[Entries from a dataset]
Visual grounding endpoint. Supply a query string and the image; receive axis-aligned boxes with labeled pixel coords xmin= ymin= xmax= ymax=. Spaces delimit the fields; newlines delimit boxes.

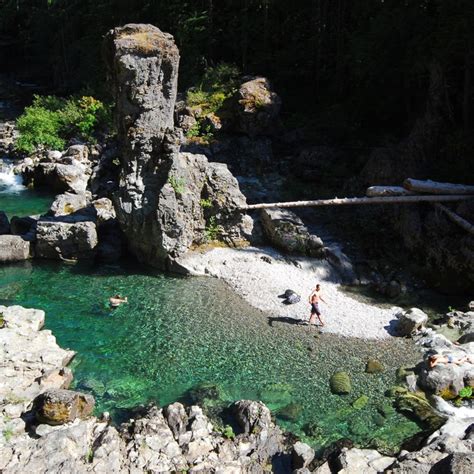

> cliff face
xmin=104 ymin=24 xmax=251 ymax=268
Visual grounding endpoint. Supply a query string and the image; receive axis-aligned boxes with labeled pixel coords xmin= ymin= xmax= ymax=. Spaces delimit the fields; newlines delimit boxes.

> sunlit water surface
xmin=0 ymin=263 xmax=420 ymax=449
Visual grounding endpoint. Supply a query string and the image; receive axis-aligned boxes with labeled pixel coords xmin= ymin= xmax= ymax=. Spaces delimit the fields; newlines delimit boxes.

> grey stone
xmin=0 ymin=235 xmax=31 ymax=262
xmin=397 ymin=308 xmax=428 ymax=336
xmin=32 ymin=389 xmax=95 ymax=425
xmin=10 ymin=216 xmax=38 ymax=235
xmin=261 ymin=208 xmax=324 ymax=257
xmin=35 ymin=220 xmax=98 ymax=259
xmin=50 ymin=193 xmax=87 ymax=216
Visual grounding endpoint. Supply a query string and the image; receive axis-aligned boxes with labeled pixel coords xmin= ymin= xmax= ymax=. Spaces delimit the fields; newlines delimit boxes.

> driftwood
xmin=365 ymin=186 xmax=414 ymax=197
xmin=434 ymin=203 xmax=474 ymax=234
xmin=243 ymin=195 xmax=472 ymax=211
xmin=403 ymin=178 xmax=474 ymax=195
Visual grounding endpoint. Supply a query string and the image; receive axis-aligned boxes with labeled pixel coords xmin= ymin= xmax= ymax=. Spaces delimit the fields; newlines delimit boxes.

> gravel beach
xmin=178 ymin=247 xmax=398 ymax=339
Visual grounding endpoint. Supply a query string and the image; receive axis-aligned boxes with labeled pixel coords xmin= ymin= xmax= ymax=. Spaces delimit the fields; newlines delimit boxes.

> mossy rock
xmin=365 ymin=359 xmax=385 ymax=374
xmin=377 ymin=403 xmax=395 ymax=418
xmin=260 ymin=384 xmax=293 ymax=410
xmin=77 ymin=379 xmax=106 ymax=397
xmin=438 ymin=385 xmax=458 ymax=400
xmin=329 ymin=372 xmax=352 ymax=395
xmin=349 ymin=416 xmax=373 ymax=438
xmin=395 ymin=367 xmax=415 ymax=382
xmin=352 ymin=395 xmax=369 ymax=410
xmin=395 ymin=391 xmax=446 ymax=431
xmin=385 ymin=385 xmax=408 ymax=398
xmin=277 ymin=403 xmax=303 ymax=421
xmin=303 ymin=421 xmax=324 ymax=438
xmin=372 ymin=413 xmax=385 ymax=428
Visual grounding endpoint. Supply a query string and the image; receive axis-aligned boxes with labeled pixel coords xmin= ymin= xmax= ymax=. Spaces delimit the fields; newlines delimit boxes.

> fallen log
xmin=434 ymin=203 xmax=474 ymax=234
xmin=243 ymin=194 xmax=472 ymax=211
xmin=403 ymin=178 xmax=474 ymax=194
xmin=365 ymin=186 xmax=414 ymax=197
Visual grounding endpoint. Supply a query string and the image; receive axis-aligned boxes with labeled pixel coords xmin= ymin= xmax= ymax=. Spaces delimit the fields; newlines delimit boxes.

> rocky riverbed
xmin=0 ymin=306 xmax=474 ymax=474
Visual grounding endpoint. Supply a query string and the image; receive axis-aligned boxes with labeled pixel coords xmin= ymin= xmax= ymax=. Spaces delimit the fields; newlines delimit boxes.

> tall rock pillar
xmin=104 ymin=24 xmax=252 ymax=269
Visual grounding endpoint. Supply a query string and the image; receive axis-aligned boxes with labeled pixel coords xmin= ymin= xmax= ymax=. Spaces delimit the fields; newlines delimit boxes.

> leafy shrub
xmin=16 ymin=95 xmax=112 ymax=153
xmin=222 ymin=425 xmax=235 ymax=439
xmin=459 ymin=387 xmax=472 ymax=398
xmin=15 ymin=105 xmax=65 ymax=153
xmin=186 ymin=63 xmax=240 ymax=142
xmin=204 ymin=216 xmax=222 ymax=242
xmin=199 ymin=198 xmax=212 ymax=208
xmin=168 ymin=176 xmax=186 ymax=195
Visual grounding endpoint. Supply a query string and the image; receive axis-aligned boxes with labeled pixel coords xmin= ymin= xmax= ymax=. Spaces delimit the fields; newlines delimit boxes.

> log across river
xmin=240 ymin=194 xmax=473 ymax=211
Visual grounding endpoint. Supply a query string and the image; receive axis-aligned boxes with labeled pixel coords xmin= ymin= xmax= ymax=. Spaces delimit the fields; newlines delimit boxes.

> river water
xmin=0 ymin=158 xmax=421 ymax=451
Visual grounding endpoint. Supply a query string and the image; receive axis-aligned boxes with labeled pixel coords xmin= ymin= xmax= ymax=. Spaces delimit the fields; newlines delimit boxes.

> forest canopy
xmin=0 ymin=0 xmax=474 ymax=141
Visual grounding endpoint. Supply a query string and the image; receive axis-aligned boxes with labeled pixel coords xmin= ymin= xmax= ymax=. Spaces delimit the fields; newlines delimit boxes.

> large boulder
xmin=231 ymin=400 xmax=284 ymax=462
xmin=32 ymin=389 xmax=95 ymax=425
xmin=397 ymin=308 xmax=428 ymax=336
xmin=233 ymin=77 xmax=281 ymax=137
xmin=104 ymin=24 xmax=249 ymax=268
xmin=50 ymin=193 xmax=87 ymax=217
xmin=261 ymin=208 xmax=324 ymax=257
xmin=23 ymin=155 xmax=92 ymax=193
xmin=0 ymin=235 xmax=31 ymax=262
xmin=35 ymin=220 xmax=98 ymax=260
xmin=335 ymin=448 xmax=396 ymax=474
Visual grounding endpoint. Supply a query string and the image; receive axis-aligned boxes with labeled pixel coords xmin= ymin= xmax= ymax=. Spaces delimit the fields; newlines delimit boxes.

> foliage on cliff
xmin=16 ymin=95 xmax=111 ymax=153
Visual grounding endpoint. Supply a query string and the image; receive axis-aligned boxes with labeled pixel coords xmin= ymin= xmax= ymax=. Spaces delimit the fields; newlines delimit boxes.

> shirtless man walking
xmin=309 ymin=284 xmax=327 ymax=326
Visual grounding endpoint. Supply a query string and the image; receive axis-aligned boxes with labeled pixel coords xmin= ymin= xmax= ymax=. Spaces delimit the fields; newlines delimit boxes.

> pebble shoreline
xmin=178 ymin=247 xmax=400 ymax=339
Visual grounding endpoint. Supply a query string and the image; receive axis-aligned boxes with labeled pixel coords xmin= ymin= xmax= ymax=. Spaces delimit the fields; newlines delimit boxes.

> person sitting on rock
xmin=428 ymin=354 xmax=473 ymax=369
xmin=109 ymin=295 xmax=128 ymax=308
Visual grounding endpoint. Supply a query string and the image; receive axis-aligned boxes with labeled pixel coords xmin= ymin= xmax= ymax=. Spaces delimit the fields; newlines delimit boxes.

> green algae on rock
xmin=365 ymin=359 xmax=385 ymax=374
xmin=329 ymin=372 xmax=352 ymax=395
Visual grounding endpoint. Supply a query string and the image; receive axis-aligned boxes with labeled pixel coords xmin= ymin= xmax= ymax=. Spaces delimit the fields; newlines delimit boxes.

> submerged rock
xmin=365 ymin=359 xmax=385 ymax=374
xmin=395 ymin=391 xmax=446 ymax=430
xmin=0 ymin=211 xmax=10 ymax=235
xmin=352 ymin=395 xmax=369 ymax=410
xmin=35 ymin=220 xmax=98 ymax=260
xmin=32 ymin=389 xmax=95 ymax=425
xmin=291 ymin=441 xmax=315 ymax=469
xmin=397 ymin=308 xmax=428 ymax=336
xmin=329 ymin=372 xmax=352 ymax=395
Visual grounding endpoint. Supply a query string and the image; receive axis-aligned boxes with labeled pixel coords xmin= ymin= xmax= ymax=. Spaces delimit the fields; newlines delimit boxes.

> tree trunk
xmin=403 ymin=178 xmax=474 ymax=194
xmin=240 ymin=195 xmax=472 ymax=211
xmin=365 ymin=186 xmax=413 ymax=197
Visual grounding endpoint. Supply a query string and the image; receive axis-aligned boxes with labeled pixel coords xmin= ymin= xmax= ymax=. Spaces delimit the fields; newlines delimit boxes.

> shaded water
xmin=0 ymin=158 xmax=54 ymax=218
xmin=0 ymin=263 xmax=420 ymax=456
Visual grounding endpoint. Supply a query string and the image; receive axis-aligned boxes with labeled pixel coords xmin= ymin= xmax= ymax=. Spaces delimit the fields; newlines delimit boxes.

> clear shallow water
xmin=0 ymin=263 xmax=420 ymax=456
xmin=0 ymin=158 xmax=54 ymax=218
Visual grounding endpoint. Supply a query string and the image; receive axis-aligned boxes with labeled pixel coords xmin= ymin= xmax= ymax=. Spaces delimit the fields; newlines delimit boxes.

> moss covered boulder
xmin=365 ymin=359 xmax=385 ymax=374
xmin=329 ymin=372 xmax=352 ymax=395
xmin=395 ymin=390 xmax=446 ymax=431
xmin=352 ymin=395 xmax=369 ymax=410
xmin=33 ymin=390 xmax=95 ymax=425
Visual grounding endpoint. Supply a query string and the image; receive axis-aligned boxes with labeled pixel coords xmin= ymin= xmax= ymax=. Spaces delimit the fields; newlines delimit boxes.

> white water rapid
xmin=0 ymin=158 xmax=26 ymax=194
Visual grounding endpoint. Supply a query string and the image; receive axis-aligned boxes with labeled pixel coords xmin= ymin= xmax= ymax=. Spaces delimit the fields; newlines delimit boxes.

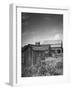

_YOUR TASK_
Format the records from their start through the line containing "xmin=0 ymin=263 xmax=420 ymax=449" as a Markdown table with two columns, Row and Line, numbering each row. Skip blank lines and leave the pictures out.

_RESULT_
| Row | Line |
|---|---|
| 1 | Visual grounding endpoint. Supply a query string and the image; receive axis-aligned boxes with labeled pixel coords xmin= ymin= xmax= ymax=. Spaces delimit the fields; newlines delimit boxes. |
| 2 | > cliff face |
| 3 | xmin=104 ymin=24 xmax=251 ymax=268 |
| 4 | Visual grounding endpoint. Supply a query string and the image; receive axis-aligned boxes with labeled pixel coords xmin= ymin= xmax= ymax=. Spaces delimit the fields; newlines delimit boxes. |
| 5 | > sunlit water surface |
| 6 | xmin=0 ymin=263 xmax=420 ymax=449 |